Il commercio di animali esotici selvatici continua imperterrito, come se la pandemia non ci fosse mai stata. Un’attività pericolosa per la natura e anche per la nostra salute, che non viene contrastata grazie a un fatturato milionario. In parte perfettamente legale e conforme alle normative in vigore, in parte illegale quando coinvolge animali di specie protette. Catturate e spedite con falsi documenti, mescolate con specie lecite o più semplicemente fatte arrivare sul territorio europeo senza passare dalle frontiere. Come abbiamo descritto nel libro “Cani, fachi, tigrii e trafficanti”.
Una realtà fotografata anche nella trasmissione “Indovina chi viene a cena” di Sabrina Giannini, che ha mostrato i controlli su queste importazioni. Filmando quello che succede a Fiumicino in una qualsiasi giornata di lavoro del nucleo CITES della Guardia di Finanza. Che nonostante l’impegno non riesce a verificare più del 10% di animali e derivati in transito. Animali vivi destinato al mercato dei collezionisti, che li custodiranno tutta la loro pessima vita in condizioni di assente benessere. Proprio come è avvenuto il trasporto delle genette riprese all’aeroporto dalla trasmissione di Rai3, in condizioni di maltrattamento che avrebbero dovuto far scattare una denuncia e non solo un controllo sull’importazione.
Eppure, nonostante la pandemia, e nonostante la certezza che i virus che ci colpiscono ciclicamente siano veicolati all’uomo attraverso gli animali, il traffico non si arresta. Continua solo sotto traccia, perché durante questi lunghi mesi molti problemi sono scomparsi dal radar dell’informazione. L’emergenza sanitaria e quella climatica hanno fatto saltare molti argomenti dai palinsesti, quasi si trattasse di problemi risolti. Ma purtroppo non è così, si tratta di problematiche accantonate, ma che non hanno trovato soluzione. Come la reale chiusura dei wet market nei paesi del Sud Est asiatico, che la trasmissione ha dimostrato non essere mai avvenuta, e comunque non ovunque.

### Righe fornite:

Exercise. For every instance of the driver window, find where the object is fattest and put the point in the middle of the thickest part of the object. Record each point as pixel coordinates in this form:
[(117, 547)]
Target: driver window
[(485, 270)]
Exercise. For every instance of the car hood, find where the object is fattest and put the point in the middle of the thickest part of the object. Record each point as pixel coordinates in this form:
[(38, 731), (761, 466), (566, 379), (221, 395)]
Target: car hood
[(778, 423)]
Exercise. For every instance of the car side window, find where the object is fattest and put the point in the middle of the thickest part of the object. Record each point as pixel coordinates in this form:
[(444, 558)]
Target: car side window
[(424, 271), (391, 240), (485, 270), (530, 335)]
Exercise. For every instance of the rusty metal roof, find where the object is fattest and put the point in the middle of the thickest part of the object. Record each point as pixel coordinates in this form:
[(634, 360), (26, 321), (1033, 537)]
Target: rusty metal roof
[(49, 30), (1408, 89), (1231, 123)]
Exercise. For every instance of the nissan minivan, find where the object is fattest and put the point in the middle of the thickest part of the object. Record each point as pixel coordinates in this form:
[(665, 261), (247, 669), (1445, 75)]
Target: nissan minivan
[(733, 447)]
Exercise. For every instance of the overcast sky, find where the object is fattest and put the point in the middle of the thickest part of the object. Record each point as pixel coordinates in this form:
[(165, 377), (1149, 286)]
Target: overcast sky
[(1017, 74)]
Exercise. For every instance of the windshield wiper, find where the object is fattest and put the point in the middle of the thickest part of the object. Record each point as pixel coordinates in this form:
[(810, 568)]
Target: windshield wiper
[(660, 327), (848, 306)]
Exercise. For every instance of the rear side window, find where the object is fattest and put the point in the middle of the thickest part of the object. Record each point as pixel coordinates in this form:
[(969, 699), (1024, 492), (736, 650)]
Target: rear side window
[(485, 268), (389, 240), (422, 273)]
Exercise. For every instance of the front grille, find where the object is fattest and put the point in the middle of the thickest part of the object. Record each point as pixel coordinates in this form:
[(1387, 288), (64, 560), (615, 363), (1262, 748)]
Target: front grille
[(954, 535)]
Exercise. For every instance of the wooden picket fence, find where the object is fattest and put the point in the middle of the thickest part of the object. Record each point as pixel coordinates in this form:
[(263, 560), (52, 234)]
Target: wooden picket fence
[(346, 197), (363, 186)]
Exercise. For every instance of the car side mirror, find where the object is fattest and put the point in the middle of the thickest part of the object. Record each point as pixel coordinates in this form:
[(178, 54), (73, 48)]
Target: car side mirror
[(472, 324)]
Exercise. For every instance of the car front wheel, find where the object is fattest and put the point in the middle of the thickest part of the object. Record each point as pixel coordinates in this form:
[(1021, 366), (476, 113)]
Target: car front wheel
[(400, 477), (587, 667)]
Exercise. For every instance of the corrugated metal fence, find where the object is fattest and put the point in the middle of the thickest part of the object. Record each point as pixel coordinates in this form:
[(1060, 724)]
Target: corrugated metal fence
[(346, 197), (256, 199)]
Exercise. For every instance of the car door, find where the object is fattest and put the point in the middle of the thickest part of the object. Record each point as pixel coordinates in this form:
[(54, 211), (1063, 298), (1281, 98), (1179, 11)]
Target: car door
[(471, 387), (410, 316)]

### Istruzioni:
1. Le affermazioni seguenti sono in accordo con l'estratto sul commercio di animali esotici? Per ciascuna rispondi sì o no e cita tra virgolette le parole del testo che lo stabiliscono. (a) Il nucleo CITES della Guardia di Finanza riesce a controllare più della metà degli animali e derivati in transito. (b) Il commercio di animali esotici selvatici è in parte legale. (c) Secondo la trasmissione, i wet market del Sud Est asiatico sono stati chiusi ovunque.
2. Come prosegue l'estratto sul commercio di animali esotici? Scrivi il seguito partendo subito dopo l'ultima frase.

### Risposte scritte:
1.
(a) No: «non riesce a verificare più del 10% di animali e derivati in transito».
(b) Sì: «In parte perfettamente legale e conforme alle normative in vigore».
(c) No: «che la trasmissione ha dimostrato non essere mai avvenuta, e comunque non ovunque».

2.
Il commercio di animali esotici selvatici continua imperterrito, nonostante i rischi sanitari e i maltrattamenti causati
Una parte di questi animali derivano da allevamenti, mentre una parte continua ad arrivare dalle catture in natura. Secondo i dettami previsti delle norme CITES, quando gli animali appartengono a specie protette o solo rispettando i vincoli sanitari negli altri casi. Un commercio ingiustificato, che ha come scopo quello di permettere a persone con poco criterio di tenere una genetta in gabbia, o un pitone a vita dentro una teca. Per il solo piacere di averlo, senza preoccuparsi del benessere dei prigionieri. Animali che vengono inghiottiti dalle abitazioni dei proprietari e che, salvo rarissimi casi, non saranno mai controllati.
Da questo serbatoio oscuro, sempre in bilico fra legalità e illegalità, potrebbero uscire nuovi virus o mutazioni di quelli che già ci hanno cambiato la vita. E non rassicura sapere che le “partite” di questi animali, una volta giunte nel nostro paese sono sottoposte a quindici giorni di quarantena. Secondo una pratica che l’epidemia di Sars-Covid19 dovrebbe aver scardinato per la sua inutilità, se fatta per la tutela della salute umana. I virus convivono con molti animali selvatici, in equilibrio, ma quando fanno il salto di specie allora diventano pericolosi, mortali, pandemici. E la quarantena diventa un provvedimento inutile.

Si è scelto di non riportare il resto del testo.